→ **INSTRUCTION**: Can you give the lines between the one holding "Pick out the tree" and the one holding "pixel 673 488", inclusive, again with "pin" swapped for "marker" and nothing else changed, leaving the pictures out?

-- Begin INPUT DATA --

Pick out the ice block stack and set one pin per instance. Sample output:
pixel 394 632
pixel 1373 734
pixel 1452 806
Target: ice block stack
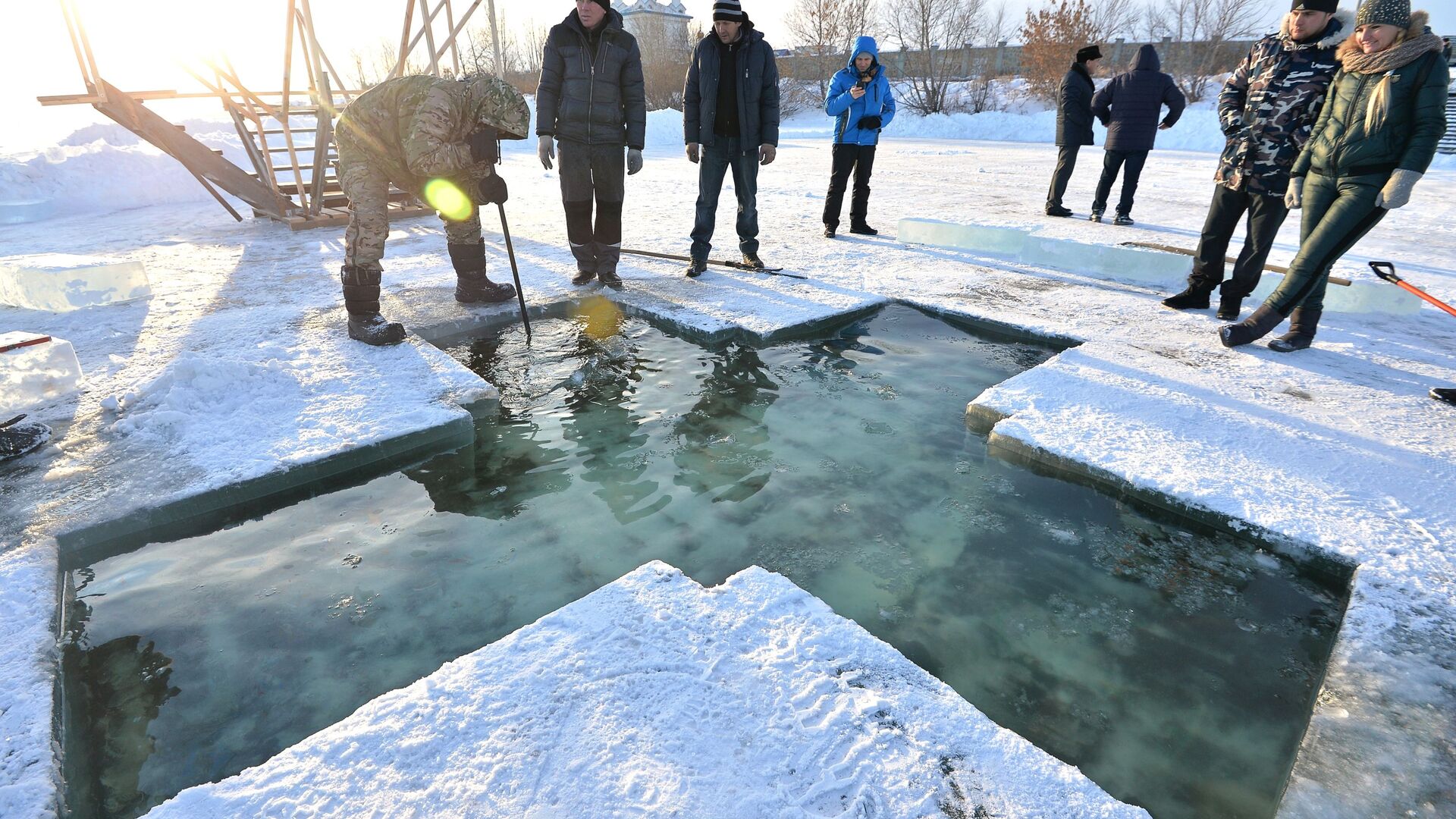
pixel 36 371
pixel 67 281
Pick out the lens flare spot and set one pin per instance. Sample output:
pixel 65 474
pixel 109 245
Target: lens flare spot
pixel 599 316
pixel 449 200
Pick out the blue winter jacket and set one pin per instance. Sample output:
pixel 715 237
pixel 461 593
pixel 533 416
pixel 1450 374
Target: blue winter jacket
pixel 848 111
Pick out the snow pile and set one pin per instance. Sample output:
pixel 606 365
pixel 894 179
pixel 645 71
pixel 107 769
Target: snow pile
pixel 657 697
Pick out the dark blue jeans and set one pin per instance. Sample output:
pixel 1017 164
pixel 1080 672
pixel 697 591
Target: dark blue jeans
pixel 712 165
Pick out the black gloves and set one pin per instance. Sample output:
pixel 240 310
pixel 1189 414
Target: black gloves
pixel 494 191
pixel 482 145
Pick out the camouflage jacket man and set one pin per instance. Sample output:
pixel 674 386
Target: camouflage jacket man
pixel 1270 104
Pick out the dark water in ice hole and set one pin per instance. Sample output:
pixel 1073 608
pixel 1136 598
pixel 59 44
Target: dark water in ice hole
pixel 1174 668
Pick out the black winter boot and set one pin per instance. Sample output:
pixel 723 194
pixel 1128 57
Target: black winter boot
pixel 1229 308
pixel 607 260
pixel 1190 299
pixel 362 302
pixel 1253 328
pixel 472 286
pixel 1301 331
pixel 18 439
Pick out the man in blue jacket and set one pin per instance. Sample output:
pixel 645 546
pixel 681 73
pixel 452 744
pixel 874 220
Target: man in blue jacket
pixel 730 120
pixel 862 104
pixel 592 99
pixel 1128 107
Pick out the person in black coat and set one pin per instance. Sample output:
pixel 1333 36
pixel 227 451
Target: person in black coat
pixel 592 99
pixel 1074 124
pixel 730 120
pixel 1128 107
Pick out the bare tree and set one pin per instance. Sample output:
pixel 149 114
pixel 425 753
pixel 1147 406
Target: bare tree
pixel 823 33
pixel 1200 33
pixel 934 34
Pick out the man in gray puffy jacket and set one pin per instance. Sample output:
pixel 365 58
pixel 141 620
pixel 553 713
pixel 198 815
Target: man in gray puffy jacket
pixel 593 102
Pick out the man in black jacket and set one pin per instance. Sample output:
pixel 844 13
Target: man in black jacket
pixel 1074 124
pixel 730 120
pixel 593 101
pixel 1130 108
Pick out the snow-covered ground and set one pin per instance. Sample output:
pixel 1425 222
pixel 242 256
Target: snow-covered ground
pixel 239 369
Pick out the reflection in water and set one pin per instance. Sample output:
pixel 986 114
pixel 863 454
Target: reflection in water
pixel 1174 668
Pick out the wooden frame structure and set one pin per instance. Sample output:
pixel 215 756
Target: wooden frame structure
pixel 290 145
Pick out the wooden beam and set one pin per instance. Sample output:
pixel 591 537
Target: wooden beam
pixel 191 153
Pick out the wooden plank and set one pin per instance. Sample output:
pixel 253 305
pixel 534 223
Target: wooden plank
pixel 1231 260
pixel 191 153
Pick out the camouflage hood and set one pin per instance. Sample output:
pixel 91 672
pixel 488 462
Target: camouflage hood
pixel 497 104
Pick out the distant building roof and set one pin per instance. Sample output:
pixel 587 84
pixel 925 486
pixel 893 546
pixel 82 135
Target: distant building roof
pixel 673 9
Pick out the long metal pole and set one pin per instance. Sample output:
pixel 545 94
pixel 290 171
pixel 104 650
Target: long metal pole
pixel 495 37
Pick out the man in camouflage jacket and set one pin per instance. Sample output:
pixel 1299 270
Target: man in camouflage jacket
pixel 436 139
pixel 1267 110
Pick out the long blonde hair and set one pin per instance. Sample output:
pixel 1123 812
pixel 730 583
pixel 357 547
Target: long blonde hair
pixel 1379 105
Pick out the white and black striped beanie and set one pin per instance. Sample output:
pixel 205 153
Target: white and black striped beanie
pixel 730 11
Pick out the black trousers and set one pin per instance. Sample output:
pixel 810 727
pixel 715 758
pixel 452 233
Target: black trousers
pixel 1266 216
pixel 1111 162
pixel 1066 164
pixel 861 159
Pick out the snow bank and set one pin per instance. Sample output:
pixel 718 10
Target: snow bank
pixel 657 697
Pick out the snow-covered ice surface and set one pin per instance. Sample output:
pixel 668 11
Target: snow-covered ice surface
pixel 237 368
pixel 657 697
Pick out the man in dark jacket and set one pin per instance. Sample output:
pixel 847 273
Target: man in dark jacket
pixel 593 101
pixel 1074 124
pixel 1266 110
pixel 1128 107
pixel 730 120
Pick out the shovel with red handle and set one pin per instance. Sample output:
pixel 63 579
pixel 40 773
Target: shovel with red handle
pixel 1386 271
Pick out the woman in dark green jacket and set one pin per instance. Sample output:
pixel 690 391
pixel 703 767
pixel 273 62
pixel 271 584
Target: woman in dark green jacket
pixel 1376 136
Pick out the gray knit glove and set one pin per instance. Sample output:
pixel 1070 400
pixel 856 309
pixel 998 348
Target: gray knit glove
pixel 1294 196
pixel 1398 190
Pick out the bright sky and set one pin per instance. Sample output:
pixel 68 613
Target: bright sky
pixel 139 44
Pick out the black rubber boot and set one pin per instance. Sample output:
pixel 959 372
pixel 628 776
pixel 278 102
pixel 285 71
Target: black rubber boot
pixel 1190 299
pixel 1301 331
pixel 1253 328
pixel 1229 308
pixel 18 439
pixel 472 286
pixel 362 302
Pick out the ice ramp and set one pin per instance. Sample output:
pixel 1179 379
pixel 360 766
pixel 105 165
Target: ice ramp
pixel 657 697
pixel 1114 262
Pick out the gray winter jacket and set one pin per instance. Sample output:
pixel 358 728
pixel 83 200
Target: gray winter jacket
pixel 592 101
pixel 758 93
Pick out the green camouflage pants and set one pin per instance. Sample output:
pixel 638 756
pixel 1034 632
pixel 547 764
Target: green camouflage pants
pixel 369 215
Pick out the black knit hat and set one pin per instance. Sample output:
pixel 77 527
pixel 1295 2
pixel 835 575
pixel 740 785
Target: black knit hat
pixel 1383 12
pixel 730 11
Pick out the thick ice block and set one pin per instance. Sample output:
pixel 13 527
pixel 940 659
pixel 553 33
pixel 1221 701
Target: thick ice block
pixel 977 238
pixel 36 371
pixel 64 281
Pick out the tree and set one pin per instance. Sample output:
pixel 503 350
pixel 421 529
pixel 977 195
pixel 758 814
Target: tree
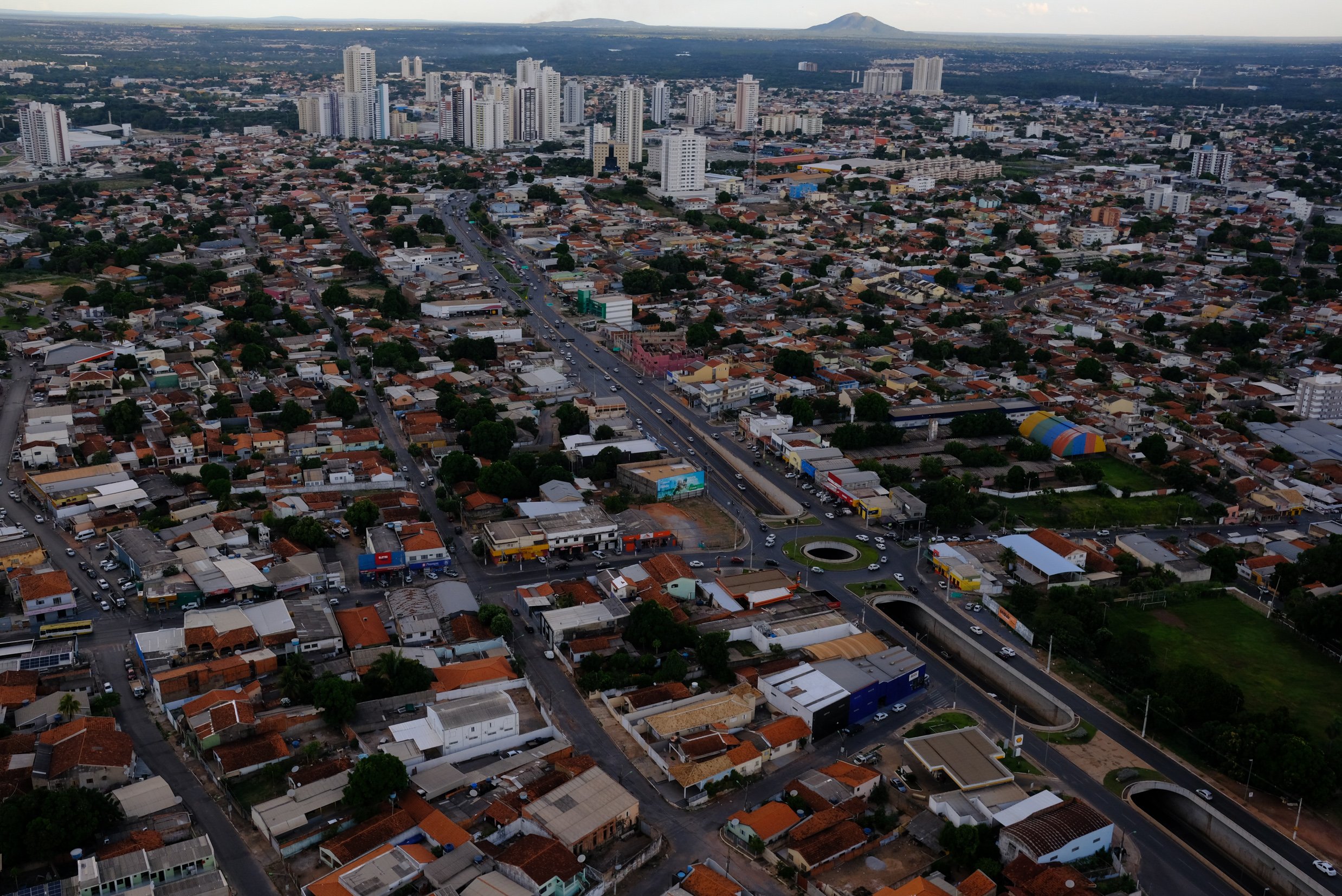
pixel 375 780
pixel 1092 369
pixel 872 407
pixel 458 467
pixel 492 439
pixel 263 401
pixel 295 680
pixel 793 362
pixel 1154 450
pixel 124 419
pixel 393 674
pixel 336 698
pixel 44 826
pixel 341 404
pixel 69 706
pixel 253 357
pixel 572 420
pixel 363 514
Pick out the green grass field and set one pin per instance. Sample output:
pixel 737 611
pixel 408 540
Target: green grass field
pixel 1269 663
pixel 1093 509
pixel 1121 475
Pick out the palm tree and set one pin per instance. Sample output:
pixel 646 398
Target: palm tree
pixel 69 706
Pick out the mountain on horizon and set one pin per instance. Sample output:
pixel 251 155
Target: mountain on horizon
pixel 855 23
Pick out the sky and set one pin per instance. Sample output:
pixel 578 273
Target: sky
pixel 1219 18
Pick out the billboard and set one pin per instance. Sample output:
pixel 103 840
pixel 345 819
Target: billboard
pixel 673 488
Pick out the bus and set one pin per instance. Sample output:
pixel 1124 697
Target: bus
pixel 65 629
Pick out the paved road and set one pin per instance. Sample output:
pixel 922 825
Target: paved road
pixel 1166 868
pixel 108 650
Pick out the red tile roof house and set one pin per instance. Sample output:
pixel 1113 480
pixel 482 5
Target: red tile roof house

-- End INPUT DATA --

→ **ANSWER TO THIS PROBLEM**:
Pick out the tree and set one marker per instance. Sample output:
pixel 503 350
pixel 421 529
pixel 977 195
pixel 758 814
Target: tree
pixel 375 780
pixel 1092 369
pixel 872 407
pixel 458 467
pixel 492 439
pixel 263 401
pixel 295 680
pixel 793 362
pixel 1154 450
pixel 124 419
pixel 393 674
pixel 336 698
pixel 44 826
pixel 341 404
pixel 69 706
pixel 253 357
pixel 572 420
pixel 363 514
Pick out the green grass field and set one marker per instance. Sample output:
pixel 737 611
pixel 408 540
Target: green grass field
pixel 1269 663
pixel 1093 509
pixel 1121 475
Pick out the palm tree and set one marker per instance. Sample output:
pixel 646 398
Target: palm tree
pixel 69 706
Pick out the mountain on horizon and set one marker per instance. Sample output:
pixel 251 155
Target: mountain on horizon
pixel 855 23
Pick out the sky and set one marker per instance. Sample output:
pixel 578 273
Target: sky
pixel 1219 18
Pick out the billboard and set one marker per instance. Sample output:
pixel 103 840
pixel 345 819
Target: billboard
pixel 673 488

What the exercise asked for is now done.